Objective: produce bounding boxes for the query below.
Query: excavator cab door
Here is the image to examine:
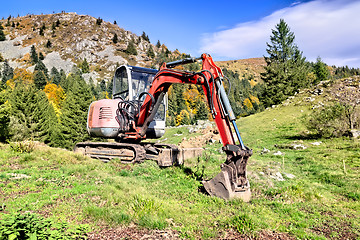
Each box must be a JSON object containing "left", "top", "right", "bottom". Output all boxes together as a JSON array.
[{"left": 113, "top": 66, "right": 167, "bottom": 138}]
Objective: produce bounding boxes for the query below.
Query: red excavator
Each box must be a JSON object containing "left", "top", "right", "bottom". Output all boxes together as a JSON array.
[{"left": 74, "top": 53, "right": 252, "bottom": 201}]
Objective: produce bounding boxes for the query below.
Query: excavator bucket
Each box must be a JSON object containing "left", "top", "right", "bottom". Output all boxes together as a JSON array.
[{"left": 203, "top": 146, "right": 252, "bottom": 202}]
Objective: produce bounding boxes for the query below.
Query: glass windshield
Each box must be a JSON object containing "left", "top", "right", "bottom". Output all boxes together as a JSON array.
[
  {"left": 131, "top": 71, "right": 153, "bottom": 99},
  {"left": 113, "top": 66, "right": 129, "bottom": 99}
]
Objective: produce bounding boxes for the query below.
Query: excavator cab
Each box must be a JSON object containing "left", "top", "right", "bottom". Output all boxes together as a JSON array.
[{"left": 113, "top": 65, "right": 166, "bottom": 138}]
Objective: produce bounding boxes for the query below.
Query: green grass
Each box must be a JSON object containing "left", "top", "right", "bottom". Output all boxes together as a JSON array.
[{"left": 0, "top": 90, "right": 359, "bottom": 239}]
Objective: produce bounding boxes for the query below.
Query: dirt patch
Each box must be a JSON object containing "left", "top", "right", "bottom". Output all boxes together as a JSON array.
[
  {"left": 220, "top": 229, "right": 295, "bottom": 240},
  {"left": 179, "top": 126, "right": 221, "bottom": 148},
  {"left": 311, "top": 220, "right": 358, "bottom": 240},
  {"left": 87, "top": 226, "right": 180, "bottom": 240}
]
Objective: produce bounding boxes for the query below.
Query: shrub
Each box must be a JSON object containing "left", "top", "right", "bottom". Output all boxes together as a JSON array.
[
  {"left": 9, "top": 140, "right": 36, "bottom": 153},
  {"left": 0, "top": 212, "right": 88, "bottom": 239},
  {"left": 304, "top": 103, "right": 349, "bottom": 138}
]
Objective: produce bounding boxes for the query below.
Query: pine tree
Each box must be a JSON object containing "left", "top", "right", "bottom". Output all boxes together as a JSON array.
[
  {"left": 33, "top": 71, "right": 47, "bottom": 90},
  {"left": 59, "top": 74, "right": 93, "bottom": 149},
  {"left": 50, "top": 67, "right": 61, "bottom": 85},
  {"left": 261, "top": 19, "right": 309, "bottom": 107},
  {"left": 30, "top": 45, "right": 38, "bottom": 64},
  {"left": 36, "top": 90, "right": 63, "bottom": 146},
  {"left": 112, "top": 33, "right": 118, "bottom": 44},
  {"left": 313, "top": 57, "right": 329, "bottom": 84},
  {"left": 34, "top": 60, "right": 49, "bottom": 77},
  {"left": 125, "top": 40, "right": 138, "bottom": 55},
  {"left": 96, "top": 17, "right": 102, "bottom": 25},
  {"left": 147, "top": 45, "right": 155, "bottom": 58},
  {"left": 0, "top": 90, "right": 10, "bottom": 142},
  {"left": 80, "top": 58, "right": 90, "bottom": 73},
  {"left": 141, "top": 31, "right": 150, "bottom": 42},
  {"left": 45, "top": 39, "right": 52, "bottom": 48},
  {"left": 0, "top": 28, "right": 5, "bottom": 41},
  {"left": 156, "top": 40, "right": 161, "bottom": 48},
  {"left": 7, "top": 84, "right": 42, "bottom": 141},
  {"left": 1, "top": 60, "right": 14, "bottom": 86},
  {"left": 39, "top": 52, "right": 45, "bottom": 60}
]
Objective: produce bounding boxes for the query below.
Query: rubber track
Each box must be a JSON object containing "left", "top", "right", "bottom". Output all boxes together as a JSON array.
[{"left": 74, "top": 142, "right": 146, "bottom": 163}]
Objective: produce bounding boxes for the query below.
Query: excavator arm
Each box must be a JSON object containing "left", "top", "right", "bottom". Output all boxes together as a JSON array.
[{"left": 132, "top": 54, "right": 252, "bottom": 200}]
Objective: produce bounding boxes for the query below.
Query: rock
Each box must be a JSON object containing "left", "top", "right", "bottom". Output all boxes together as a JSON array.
[
  {"left": 283, "top": 172, "right": 295, "bottom": 179},
  {"left": 291, "top": 144, "right": 307, "bottom": 150},
  {"left": 350, "top": 130, "right": 360, "bottom": 139},
  {"left": 7, "top": 173, "right": 30, "bottom": 179},
  {"left": 261, "top": 147, "right": 270, "bottom": 154},
  {"left": 311, "top": 141, "right": 322, "bottom": 146},
  {"left": 273, "top": 151, "right": 284, "bottom": 156},
  {"left": 208, "top": 138, "right": 216, "bottom": 144},
  {"left": 270, "top": 172, "right": 284, "bottom": 181}
]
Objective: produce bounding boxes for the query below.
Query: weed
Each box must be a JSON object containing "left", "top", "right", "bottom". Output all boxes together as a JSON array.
[
  {"left": 9, "top": 140, "right": 36, "bottom": 153},
  {"left": 229, "top": 213, "right": 255, "bottom": 234},
  {"left": 131, "top": 195, "right": 161, "bottom": 216},
  {"left": 0, "top": 212, "right": 88, "bottom": 239}
]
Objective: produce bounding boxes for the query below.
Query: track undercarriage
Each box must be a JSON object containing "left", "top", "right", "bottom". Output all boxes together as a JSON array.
[{"left": 74, "top": 142, "right": 202, "bottom": 167}]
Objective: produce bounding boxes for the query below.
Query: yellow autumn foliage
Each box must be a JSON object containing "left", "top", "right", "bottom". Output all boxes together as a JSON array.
[
  {"left": 243, "top": 98, "right": 253, "bottom": 110},
  {"left": 7, "top": 68, "right": 33, "bottom": 88},
  {"left": 183, "top": 86, "right": 201, "bottom": 114},
  {"left": 175, "top": 109, "right": 190, "bottom": 126},
  {"left": 249, "top": 94, "right": 259, "bottom": 104},
  {"left": 44, "top": 83, "right": 66, "bottom": 114}
]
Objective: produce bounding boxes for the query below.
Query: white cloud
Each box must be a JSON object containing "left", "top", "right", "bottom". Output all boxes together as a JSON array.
[{"left": 200, "top": 0, "right": 360, "bottom": 67}]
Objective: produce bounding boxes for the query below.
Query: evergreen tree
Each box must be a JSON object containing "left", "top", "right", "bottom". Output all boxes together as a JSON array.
[
  {"left": 156, "top": 40, "right": 161, "bottom": 48},
  {"left": 80, "top": 58, "right": 90, "bottom": 73},
  {"left": 33, "top": 71, "right": 47, "bottom": 90},
  {"left": 39, "top": 52, "right": 45, "bottom": 60},
  {"left": 0, "top": 53, "right": 3, "bottom": 62},
  {"left": 313, "top": 57, "right": 330, "bottom": 84},
  {"left": 45, "top": 39, "right": 52, "bottom": 48},
  {"left": 0, "top": 22, "right": 3, "bottom": 30},
  {"left": 100, "top": 79, "right": 106, "bottom": 91},
  {"left": 112, "top": 33, "right": 118, "bottom": 44},
  {"left": 147, "top": 45, "right": 155, "bottom": 58},
  {"left": 261, "top": 19, "right": 309, "bottom": 107},
  {"left": 141, "top": 31, "right": 150, "bottom": 42},
  {"left": 0, "top": 28, "right": 5, "bottom": 41},
  {"left": 125, "top": 40, "right": 138, "bottom": 55},
  {"left": 36, "top": 90, "right": 63, "bottom": 147},
  {"left": 30, "top": 45, "right": 38, "bottom": 64},
  {"left": 113, "top": 20, "right": 117, "bottom": 25},
  {"left": 34, "top": 60, "right": 49, "bottom": 77},
  {"left": 0, "top": 90, "right": 10, "bottom": 142},
  {"left": 50, "top": 67, "right": 61, "bottom": 85},
  {"left": 107, "top": 78, "right": 113, "bottom": 98},
  {"left": 59, "top": 74, "right": 93, "bottom": 149},
  {"left": 96, "top": 17, "right": 102, "bottom": 25},
  {"left": 56, "top": 19, "right": 60, "bottom": 27},
  {"left": 7, "top": 84, "right": 42, "bottom": 141},
  {"left": 1, "top": 60, "right": 14, "bottom": 86}
]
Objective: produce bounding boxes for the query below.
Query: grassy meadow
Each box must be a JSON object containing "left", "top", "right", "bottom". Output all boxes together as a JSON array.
[{"left": 0, "top": 87, "right": 359, "bottom": 239}]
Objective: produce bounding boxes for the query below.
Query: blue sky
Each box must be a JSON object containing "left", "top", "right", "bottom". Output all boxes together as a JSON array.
[{"left": 1, "top": 0, "right": 360, "bottom": 67}]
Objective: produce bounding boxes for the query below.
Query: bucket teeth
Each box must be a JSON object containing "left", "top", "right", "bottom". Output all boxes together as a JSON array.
[
  {"left": 203, "top": 144, "right": 252, "bottom": 201},
  {"left": 203, "top": 171, "right": 251, "bottom": 202}
]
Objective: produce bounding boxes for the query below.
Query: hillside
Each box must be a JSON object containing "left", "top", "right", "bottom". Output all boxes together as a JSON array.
[
  {"left": 216, "top": 58, "right": 266, "bottom": 86},
  {"left": 0, "top": 12, "right": 187, "bottom": 82},
  {"left": 0, "top": 12, "right": 265, "bottom": 85},
  {"left": 0, "top": 77, "right": 358, "bottom": 239}
]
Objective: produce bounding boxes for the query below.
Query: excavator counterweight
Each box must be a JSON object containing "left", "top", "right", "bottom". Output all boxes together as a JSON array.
[{"left": 75, "top": 54, "right": 252, "bottom": 201}]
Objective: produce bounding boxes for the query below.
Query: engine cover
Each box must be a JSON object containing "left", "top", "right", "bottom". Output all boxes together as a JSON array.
[{"left": 87, "top": 99, "right": 121, "bottom": 138}]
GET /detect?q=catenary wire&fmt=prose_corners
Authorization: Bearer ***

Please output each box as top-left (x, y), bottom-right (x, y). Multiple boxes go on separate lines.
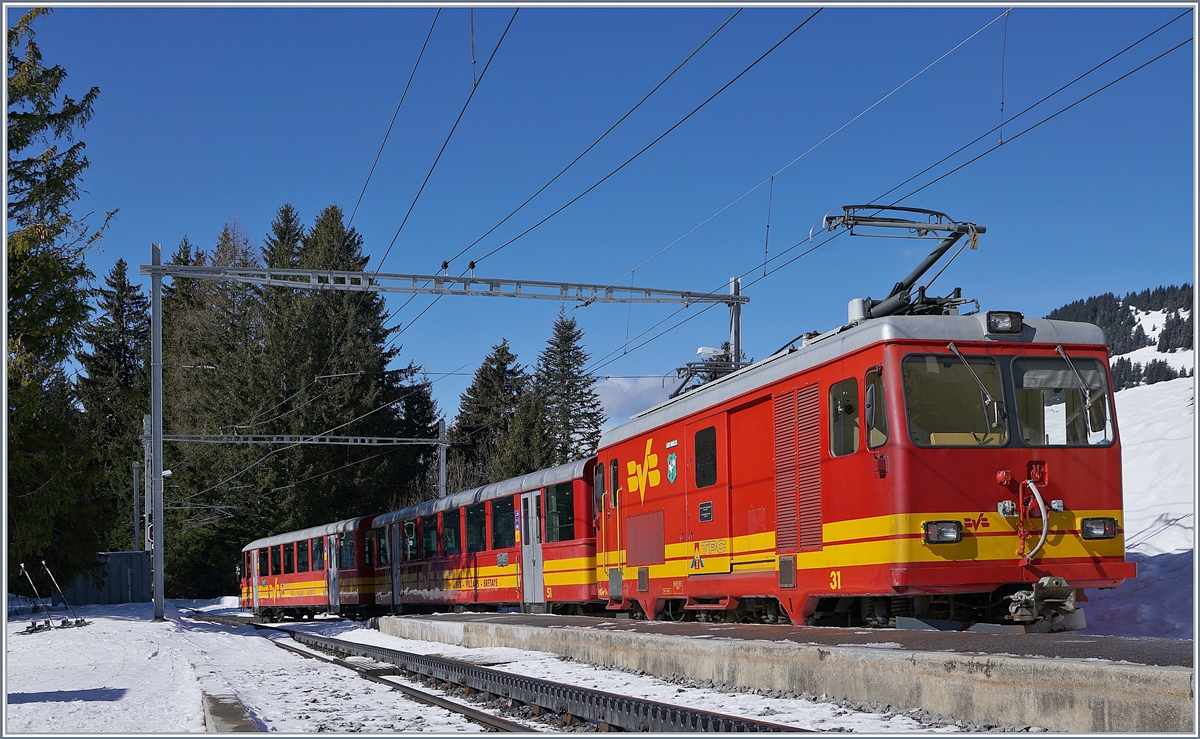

* What to do *
Copy out every line of the listing where the word "excavator" occurs.

* Solution for this problem *
Query: excavator cab door
Query: red excavator
Query: excavator bucket
Query: excavator cab
Query: excavator arm
Query: excavator counterweight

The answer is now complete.